Set down the lines below word for word, starting at the line that contains "Could you please point to the mara's head" and continuing through the final line.

[Start Records for this exercise]

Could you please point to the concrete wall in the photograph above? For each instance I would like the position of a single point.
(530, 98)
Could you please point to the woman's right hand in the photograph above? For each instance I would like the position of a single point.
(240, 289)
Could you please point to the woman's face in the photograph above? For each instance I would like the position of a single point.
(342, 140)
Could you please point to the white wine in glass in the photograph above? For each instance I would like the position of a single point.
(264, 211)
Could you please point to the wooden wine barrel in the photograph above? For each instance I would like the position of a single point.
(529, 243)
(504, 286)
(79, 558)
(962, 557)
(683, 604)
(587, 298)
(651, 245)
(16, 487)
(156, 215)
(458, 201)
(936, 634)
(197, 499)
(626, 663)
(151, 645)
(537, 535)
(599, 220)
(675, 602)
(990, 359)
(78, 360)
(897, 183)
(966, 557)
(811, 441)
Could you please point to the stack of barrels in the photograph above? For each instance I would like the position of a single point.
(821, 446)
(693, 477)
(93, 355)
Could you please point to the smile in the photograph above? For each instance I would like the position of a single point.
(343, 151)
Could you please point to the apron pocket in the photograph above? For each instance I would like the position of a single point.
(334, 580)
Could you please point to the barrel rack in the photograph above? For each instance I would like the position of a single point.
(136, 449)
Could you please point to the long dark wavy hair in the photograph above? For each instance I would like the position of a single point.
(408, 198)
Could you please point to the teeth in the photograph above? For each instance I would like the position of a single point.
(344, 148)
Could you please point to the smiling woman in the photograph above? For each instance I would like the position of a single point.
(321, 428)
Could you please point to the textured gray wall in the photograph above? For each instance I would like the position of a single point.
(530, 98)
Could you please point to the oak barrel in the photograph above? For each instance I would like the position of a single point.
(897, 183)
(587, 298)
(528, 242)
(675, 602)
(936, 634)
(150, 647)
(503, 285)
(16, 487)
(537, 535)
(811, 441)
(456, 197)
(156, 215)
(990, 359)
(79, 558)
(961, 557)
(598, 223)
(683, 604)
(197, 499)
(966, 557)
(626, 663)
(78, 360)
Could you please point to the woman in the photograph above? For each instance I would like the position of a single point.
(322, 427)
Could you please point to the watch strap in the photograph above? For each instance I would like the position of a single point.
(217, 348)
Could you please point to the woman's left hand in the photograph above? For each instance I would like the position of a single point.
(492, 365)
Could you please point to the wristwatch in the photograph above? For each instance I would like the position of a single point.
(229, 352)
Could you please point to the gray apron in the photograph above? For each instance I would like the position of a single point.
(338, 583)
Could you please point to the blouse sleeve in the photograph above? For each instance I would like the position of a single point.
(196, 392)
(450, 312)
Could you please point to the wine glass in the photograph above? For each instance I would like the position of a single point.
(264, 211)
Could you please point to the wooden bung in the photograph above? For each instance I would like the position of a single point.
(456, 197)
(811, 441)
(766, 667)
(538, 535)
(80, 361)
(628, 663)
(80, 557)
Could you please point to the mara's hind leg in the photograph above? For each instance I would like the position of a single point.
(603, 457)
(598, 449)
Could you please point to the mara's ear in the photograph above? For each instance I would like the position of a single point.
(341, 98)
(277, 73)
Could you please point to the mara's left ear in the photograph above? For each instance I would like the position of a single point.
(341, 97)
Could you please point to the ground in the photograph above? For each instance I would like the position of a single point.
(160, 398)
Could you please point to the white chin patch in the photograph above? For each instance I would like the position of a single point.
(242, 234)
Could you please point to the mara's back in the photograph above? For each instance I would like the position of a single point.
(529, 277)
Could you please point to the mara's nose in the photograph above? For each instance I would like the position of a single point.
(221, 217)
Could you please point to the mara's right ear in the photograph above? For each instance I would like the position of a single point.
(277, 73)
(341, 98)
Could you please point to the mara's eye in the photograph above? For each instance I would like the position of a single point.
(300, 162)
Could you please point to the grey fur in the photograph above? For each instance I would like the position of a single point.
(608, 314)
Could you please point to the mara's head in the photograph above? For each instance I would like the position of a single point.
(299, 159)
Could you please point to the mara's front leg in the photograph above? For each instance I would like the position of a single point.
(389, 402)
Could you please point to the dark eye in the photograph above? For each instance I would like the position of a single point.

[End Records for this exercise]

> Solution to this task
Could you please point to the mara's head in the photograph above? For each instance I would like the position of a single point.
(299, 159)
Could you please point to the mara's front leg in the photograph above? For each instance I would like the position of a single point.
(389, 402)
Could you please point to the dark eye in the photograph above? For each instance I would like the position of a single point.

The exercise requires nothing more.